In order to better understand the challenges facing transnational criminal law, the paper considers six regional anti-cybercrime regimes and traces their development and content. Insights from international relations theory and practical issues inherent in their implementation are then expounded and broader trends are discerned. These observations are linked to illustrate the ways in which modern nation states have shifted their traditional functions of ‘security provider’ or ‘sovereignty generator’ onto the transnational realm. Thereafter, the paper makes some tentative predictions regarding future attempts at transnational regulation. A number of conclusions are drawn. While a global tapestry of ‘transnational cybercrime law’ has been created, the differences and similarities between regimes can be attributed to the various legal and political arrangements amongst their signatories. Moreover, the regulatory challenges faced by these regimes demonstrate how Westphalian-based sovereign states are redeploying traditional legal and political paradigms to address novel transnational threats to a global man-made ecosystem. Finally, these trends suggest a continuation of current patterns of transnational regulation, despite the author’s call for a change in approach to transnational cybercrime law.

___

Your tasks.
1: List the conclusions that the abstract on transnational cybercrime law says the paper draws.
2: Pick up the abstract on transnational cybercrime law after its final sentence and write on from there.

___

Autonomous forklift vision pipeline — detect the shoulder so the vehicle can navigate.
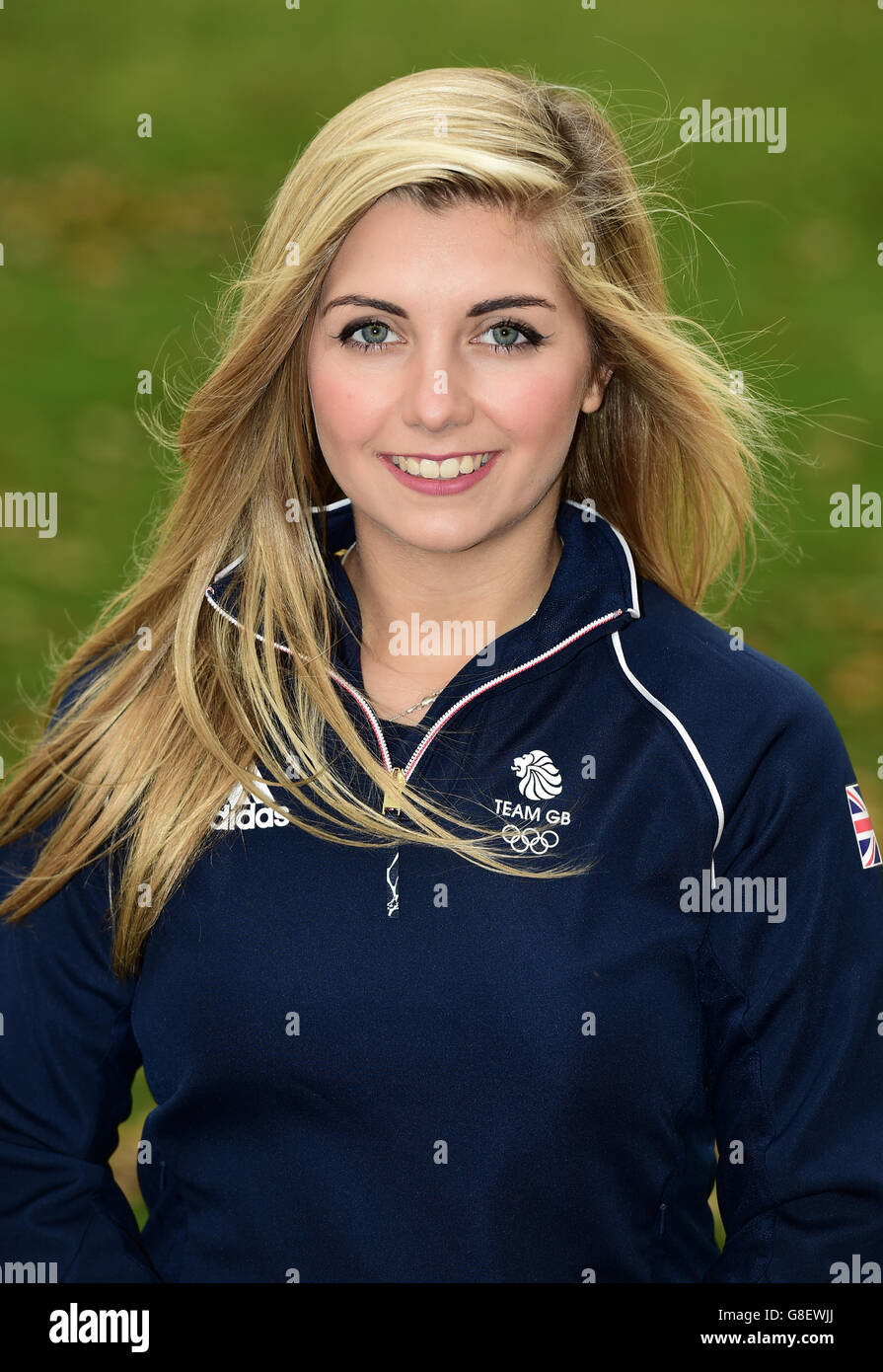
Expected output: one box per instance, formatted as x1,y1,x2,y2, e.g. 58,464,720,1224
615,579,848,808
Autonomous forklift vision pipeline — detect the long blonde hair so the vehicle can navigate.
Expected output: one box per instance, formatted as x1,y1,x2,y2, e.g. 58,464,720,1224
0,67,795,977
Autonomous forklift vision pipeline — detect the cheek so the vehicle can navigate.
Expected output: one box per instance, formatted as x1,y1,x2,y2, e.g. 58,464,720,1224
307,352,383,446
486,365,583,444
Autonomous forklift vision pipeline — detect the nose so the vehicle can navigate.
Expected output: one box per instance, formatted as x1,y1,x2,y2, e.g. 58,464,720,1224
401,345,475,432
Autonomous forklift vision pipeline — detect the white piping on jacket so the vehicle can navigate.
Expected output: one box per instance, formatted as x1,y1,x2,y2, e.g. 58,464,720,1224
610,630,724,886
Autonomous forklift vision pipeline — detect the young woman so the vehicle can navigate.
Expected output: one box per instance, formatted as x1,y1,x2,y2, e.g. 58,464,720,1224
0,69,883,1283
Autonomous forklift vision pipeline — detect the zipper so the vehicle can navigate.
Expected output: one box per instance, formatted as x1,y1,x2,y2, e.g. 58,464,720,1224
328,609,632,918
205,562,639,917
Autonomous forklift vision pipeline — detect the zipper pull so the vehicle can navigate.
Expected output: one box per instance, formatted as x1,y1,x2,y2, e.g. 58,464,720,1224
381,767,405,918
381,767,407,815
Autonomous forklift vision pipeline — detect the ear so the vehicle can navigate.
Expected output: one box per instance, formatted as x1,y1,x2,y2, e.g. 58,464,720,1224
580,366,613,415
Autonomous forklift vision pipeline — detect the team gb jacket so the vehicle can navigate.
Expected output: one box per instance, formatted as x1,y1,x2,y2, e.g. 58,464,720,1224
0,499,883,1283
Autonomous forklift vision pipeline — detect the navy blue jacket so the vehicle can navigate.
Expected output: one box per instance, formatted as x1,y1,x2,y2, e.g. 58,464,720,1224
0,500,883,1283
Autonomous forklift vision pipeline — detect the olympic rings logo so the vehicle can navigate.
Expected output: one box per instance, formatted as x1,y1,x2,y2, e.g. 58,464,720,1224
502,824,558,854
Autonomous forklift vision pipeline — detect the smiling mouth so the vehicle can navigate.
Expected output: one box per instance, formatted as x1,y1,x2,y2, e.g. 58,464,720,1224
381,451,493,482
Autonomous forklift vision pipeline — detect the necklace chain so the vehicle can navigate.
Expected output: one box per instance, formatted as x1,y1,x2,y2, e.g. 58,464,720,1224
340,534,563,724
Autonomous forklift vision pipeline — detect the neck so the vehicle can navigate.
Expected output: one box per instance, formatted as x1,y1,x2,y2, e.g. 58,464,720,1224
338,490,560,682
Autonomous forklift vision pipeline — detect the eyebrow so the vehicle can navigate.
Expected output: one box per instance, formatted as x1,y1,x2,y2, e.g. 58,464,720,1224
323,295,556,320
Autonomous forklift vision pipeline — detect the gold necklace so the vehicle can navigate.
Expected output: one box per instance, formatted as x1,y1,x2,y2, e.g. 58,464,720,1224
340,534,563,724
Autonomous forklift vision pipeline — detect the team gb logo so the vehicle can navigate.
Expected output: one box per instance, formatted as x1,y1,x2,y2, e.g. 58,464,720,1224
511,748,563,800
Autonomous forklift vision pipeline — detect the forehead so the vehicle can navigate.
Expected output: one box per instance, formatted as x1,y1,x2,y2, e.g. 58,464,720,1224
323,196,559,303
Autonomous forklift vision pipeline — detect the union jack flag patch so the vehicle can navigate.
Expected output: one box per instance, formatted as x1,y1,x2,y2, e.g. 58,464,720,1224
846,784,883,867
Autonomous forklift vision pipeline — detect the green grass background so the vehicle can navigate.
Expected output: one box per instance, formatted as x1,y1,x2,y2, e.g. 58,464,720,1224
0,0,883,1242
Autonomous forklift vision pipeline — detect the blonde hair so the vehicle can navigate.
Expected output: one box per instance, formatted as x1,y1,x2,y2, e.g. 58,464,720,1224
0,67,795,977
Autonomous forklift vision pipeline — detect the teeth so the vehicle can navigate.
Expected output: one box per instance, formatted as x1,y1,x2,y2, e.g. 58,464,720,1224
390,453,491,482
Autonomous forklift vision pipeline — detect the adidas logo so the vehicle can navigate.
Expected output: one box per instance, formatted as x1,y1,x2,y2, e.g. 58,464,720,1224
211,764,291,829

___

Responses per task.
1:
1. A global tapestry of "transnational cybercrime law" has been created, and the differences and similarities between regimes can be attributed to the various legal and political arrangements among their signatories.
2. The regulatory challenges these regimes face show how Westphalian-based sovereign states are redeploying traditional legal and political paradigms to address novel transnational threats to a global man-made ecosystem.
3. These trends suggest that current patterns of transnational regulation will continue, despite the author's call for a change in approach to transnational cybercrime law.

2:
Giacomo Biggio


Born in Italy, I graduated summa cum laude at the University of Castellanza, defending a thesis on the legality of humanitarian intervention in international law. I studied law at the University of Nottingham, where I completed an LLM degree in International Criminal Justice and Armed Conflict. Since then, I moved to Sheffield where I am currently writing a PhD thesis on the relationship between cyberwarfare and international humanitarian law. My research interests, while concerned with the international law on peace and security, are specifically focused on the transformations faced by the jus in bello and the jus ad bellum by the emergence of new actors and newly developed technologies.


Cyber-attacks, the law of targeting and the ‘humanization’ of International Humanitarian Law: problems and prospects.

The aim of International Humanitarian Law (‘IHL’) is to regulate the conduct of hostilities while, at the same time, balancing the two overarching concepts of military necessity and humanity. While the principle of military necessity allows a party to a conflict to exercise any amount of armed violence which is necessary for the accomplishment of a military purpose, the principle of humanity aims at minimizing the amount of physical violence caused to combatants and the civilian population. From the late 19th century onwards the principle of humanity has progressively eroded the domain of military necessity, influencing the creation and interpretation of IHL, in a process which is referred to as the ‘humanization’ of IHL[1]. A key area of IHL in which such process has taken place is the law of targeting, whose aim is to limit ‘attacks’[2], by prohibiting belligerents to direct them against civilians. In this context, the rise of cyberwarfare capabilities establishes a tension between the violence-centered rationale of the law of targeting and the nature of cyber-attacks, as their effects may have devastating consequences even without causing any form of physical violence.[3]  What kind of cyber-operations should qualify as ‘attacks’ under the law of targeting? The answer to this question can reconfigure the delicate balance between military necessity and humanity, raising implications for the protection of the civilian population and the humanitarian aims of IHL.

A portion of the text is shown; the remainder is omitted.